+++ Excerpted data +++

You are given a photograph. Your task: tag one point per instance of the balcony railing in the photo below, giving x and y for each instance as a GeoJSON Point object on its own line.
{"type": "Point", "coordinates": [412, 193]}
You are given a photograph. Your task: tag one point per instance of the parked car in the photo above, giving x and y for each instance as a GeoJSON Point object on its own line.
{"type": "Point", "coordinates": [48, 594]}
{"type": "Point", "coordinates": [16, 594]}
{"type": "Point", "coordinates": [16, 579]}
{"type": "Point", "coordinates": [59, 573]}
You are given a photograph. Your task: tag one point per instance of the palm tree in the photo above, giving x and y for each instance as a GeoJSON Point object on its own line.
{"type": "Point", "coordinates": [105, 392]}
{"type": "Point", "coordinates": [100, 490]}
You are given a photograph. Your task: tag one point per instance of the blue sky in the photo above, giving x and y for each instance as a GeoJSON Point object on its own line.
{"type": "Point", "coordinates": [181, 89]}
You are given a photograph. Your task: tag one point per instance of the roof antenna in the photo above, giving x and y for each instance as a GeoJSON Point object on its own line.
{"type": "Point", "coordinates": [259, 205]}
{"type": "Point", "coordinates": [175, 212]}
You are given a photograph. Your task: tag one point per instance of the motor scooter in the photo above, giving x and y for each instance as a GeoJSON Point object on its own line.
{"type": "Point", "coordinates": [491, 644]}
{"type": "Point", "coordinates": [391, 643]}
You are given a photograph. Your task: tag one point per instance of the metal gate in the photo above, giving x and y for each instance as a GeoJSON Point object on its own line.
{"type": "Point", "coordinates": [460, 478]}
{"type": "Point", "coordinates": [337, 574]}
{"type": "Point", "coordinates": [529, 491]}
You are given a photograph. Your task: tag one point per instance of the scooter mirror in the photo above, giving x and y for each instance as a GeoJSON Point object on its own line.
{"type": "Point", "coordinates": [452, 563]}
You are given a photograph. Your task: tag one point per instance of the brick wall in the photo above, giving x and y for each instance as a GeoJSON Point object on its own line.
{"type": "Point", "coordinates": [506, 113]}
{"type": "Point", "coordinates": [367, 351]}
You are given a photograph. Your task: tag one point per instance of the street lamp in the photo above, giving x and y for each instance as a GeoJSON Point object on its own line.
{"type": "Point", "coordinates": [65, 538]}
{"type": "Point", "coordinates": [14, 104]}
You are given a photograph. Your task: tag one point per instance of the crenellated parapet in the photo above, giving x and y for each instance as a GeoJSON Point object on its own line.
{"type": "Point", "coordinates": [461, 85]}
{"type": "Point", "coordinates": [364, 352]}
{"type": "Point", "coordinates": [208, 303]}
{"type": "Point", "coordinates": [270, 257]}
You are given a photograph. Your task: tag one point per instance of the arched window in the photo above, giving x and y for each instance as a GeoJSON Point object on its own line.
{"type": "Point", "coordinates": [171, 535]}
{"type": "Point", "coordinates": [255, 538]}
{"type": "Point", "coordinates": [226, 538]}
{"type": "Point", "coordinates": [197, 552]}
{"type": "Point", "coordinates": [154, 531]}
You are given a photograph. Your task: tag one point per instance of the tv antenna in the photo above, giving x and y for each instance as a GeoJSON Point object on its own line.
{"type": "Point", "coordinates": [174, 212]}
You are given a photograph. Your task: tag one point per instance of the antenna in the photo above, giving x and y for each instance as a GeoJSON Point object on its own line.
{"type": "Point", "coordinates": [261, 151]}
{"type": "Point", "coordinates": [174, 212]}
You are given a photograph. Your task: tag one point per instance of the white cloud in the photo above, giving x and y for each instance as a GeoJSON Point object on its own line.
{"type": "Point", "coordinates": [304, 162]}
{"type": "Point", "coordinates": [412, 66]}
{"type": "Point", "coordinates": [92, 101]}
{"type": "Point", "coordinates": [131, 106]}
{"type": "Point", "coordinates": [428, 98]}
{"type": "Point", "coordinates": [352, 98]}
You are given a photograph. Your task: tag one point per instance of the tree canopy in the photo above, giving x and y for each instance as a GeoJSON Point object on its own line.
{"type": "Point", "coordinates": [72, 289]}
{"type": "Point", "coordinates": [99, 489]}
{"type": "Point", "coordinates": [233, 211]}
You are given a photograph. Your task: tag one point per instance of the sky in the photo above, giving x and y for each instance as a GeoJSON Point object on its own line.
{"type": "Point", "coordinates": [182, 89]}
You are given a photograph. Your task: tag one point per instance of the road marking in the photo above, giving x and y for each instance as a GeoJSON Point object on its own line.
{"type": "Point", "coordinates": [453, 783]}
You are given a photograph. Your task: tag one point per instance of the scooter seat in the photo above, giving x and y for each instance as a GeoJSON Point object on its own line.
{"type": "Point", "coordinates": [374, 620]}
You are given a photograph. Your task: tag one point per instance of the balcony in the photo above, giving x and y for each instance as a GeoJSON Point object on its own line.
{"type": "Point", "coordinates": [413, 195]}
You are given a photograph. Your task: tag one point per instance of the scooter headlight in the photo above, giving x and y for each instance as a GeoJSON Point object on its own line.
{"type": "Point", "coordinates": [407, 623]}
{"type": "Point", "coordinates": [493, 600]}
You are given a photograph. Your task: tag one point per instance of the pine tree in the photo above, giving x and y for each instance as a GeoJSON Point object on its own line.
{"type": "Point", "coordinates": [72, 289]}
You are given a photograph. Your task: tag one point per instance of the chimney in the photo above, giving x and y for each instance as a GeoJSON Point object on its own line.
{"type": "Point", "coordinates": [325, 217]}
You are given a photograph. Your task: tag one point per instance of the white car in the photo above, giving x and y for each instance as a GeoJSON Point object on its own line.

+++

### Work instruction
The records above should be duplicated in full, exactly as given.

### Result of the exercise
You are given a photograph. Your task: tag one point per instance of the balcony railing in the photo below, giving x and y for each instance as a GeoJSON Point object on its own line.
{"type": "Point", "coordinates": [412, 193]}
You are given a photograph. Your task: tag one point per instance of the parked car in the photo above, giving x and y for each instance as a GeoJSON Point object on its own line.
{"type": "Point", "coordinates": [48, 594]}
{"type": "Point", "coordinates": [16, 594]}
{"type": "Point", "coordinates": [16, 579]}
{"type": "Point", "coordinates": [59, 573]}
You are given a photograph. Your task: tag one point per instance of the palm tree in the photo above, giving x and y for each instance as a GeoJSON Point object on its own line.
{"type": "Point", "coordinates": [105, 392]}
{"type": "Point", "coordinates": [100, 490]}
You are given a photograph. Your task: tag one point per instance of the blue sky in the photo above, giving x and y for each instance as a GeoJSON Point object on its own line.
{"type": "Point", "coordinates": [181, 89]}
You are given a photograph. Your task: tag one point per instance of the roof antenna in the photo above, giving x and y for each instance as a GeoJSON Point object on its own line.
{"type": "Point", "coordinates": [259, 205]}
{"type": "Point", "coordinates": [175, 212]}
You are given a photograph. Your task: tag one point per instance of the motor scooter in the photo above, giving x and y for each instance as a GeoJSON Point object on its own line.
{"type": "Point", "coordinates": [491, 644]}
{"type": "Point", "coordinates": [391, 643]}
You are given a photograph. Your task: tag one point per instance of the metal gate in the photo above, giving x and y for each instance as a GeoJSON Point object on its own line.
{"type": "Point", "coordinates": [460, 478]}
{"type": "Point", "coordinates": [337, 574]}
{"type": "Point", "coordinates": [529, 491]}
You are given a photograph. Your task: tag one point per instance of the scooter mirror in the photo above, giving x and y for each instance as a GeoJSON Point object on its own line.
{"type": "Point", "coordinates": [452, 563]}
You are given a photograph. Your task: tag one point per instance of the brick wall in the photo above, giving x and y for each instance as a GeoJSON Point object on its own line.
{"type": "Point", "coordinates": [506, 113]}
{"type": "Point", "coordinates": [367, 351]}
You are given a photograph. Your task: tag one point per instance of the street lamp in the photo above, giving x and y for each instance as a GeoJSON Point object on its own line.
{"type": "Point", "coordinates": [65, 538]}
{"type": "Point", "coordinates": [14, 104]}
You are given a photograph. Your task: tag one point per instance of the crenellated parapet in the photo above, giving x and y for each instance as a GeoJSON Point object on its own line.
{"type": "Point", "coordinates": [461, 85]}
{"type": "Point", "coordinates": [364, 352]}
{"type": "Point", "coordinates": [208, 303]}
{"type": "Point", "coordinates": [270, 257]}
You are given a photograph. Your task: tag one point per instance of the arched window in the photo above, giving x and y for each instance as a GeoJSON Point object on its own line.
{"type": "Point", "coordinates": [171, 535]}
{"type": "Point", "coordinates": [255, 538]}
{"type": "Point", "coordinates": [226, 538]}
{"type": "Point", "coordinates": [197, 552]}
{"type": "Point", "coordinates": [154, 531]}
You are given a photograph. Your task: tag one point per instance of the tv antenna in the photo above, giving x and y for each instance as a GeoJSON Point object on its own line.
{"type": "Point", "coordinates": [174, 212]}
You are given a photograph. Your task: tag one point per instance of the antenna in the photo above, giving x and y for each instance as a GeoJSON Point object on its own line.
{"type": "Point", "coordinates": [261, 151]}
{"type": "Point", "coordinates": [174, 212]}
You are given a photograph. Your task: tag one point per instance of the white cloud in the photo above, giving x and y for each instance as a GeoJSON Point object on its own line.
{"type": "Point", "coordinates": [304, 162]}
{"type": "Point", "coordinates": [412, 66]}
{"type": "Point", "coordinates": [92, 101]}
{"type": "Point", "coordinates": [131, 106]}
{"type": "Point", "coordinates": [428, 98]}
{"type": "Point", "coordinates": [352, 98]}
You are given a photograph. Your task: tag one point per instance of the tree canopy in the photo above, giving x and y for each instance as a GeoJSON Point object on its own line.
{"type": "Point", "coordinates": [72, 289]}
{"type": "Point", "coordinates": [99, 489]}
{"type": "Point", "coordinates": [233, 211]}
You are given a photograph. Your task: tag one point per instance of the sky in the photo above, giving x and y for each instance as a GeoJSON Point object on its own line.
{"type": "Point", "coordinates": [182, 89]}
You are given a photograph. Your task: tag one point per instance of the road marking in the photo above, giving x and y for each instance as a GeoJSON Point object on its own line.
{"type": "Point", "coordinates": [453, 783]}
You are given a photograph. Your task: tag one point per instance of the scooter seat in the photo above, giving x and y for each instance as a GeoJSON Point object on its own line.
{"type": "Point", "coordinates": [374, 620]}
You are given a photograph. Your task: tag one point per instance of the balcony in the photo above, giving x and y for each instance as a GeoJSON Point object on its own line.
{"type": "Point", "coordinates": [413, 195]}
You are given a photograph. Your task: tag one point per instance of the scooter headlight in the photo above, giving x and y for each instance as a GeoJSON Point object on its own line.
{"type": "Point", "coordinates": [407, 623]}
{"type": "Point", "coordinates": [493, 600]}
You are given a photograph. Your task: tag one point per instance of the pine tree in the photo above, giving x and y for each instance as a GeoJSON Point object on its own line.
{"type": "Point", "coordinates": [72, 289]}
You are given a photograph. Your task: tag one point per instance of the chimney in the photo above, giving x and y for each instance as a GeoJSON Point object on its own line.
{"type": "Point", "coordinates": [325, 217]}
You are given a photograph. Your task: tag one point per instance of the white car in the photo above, giving x and y for each instance as a GeoJSON Point object on its own line.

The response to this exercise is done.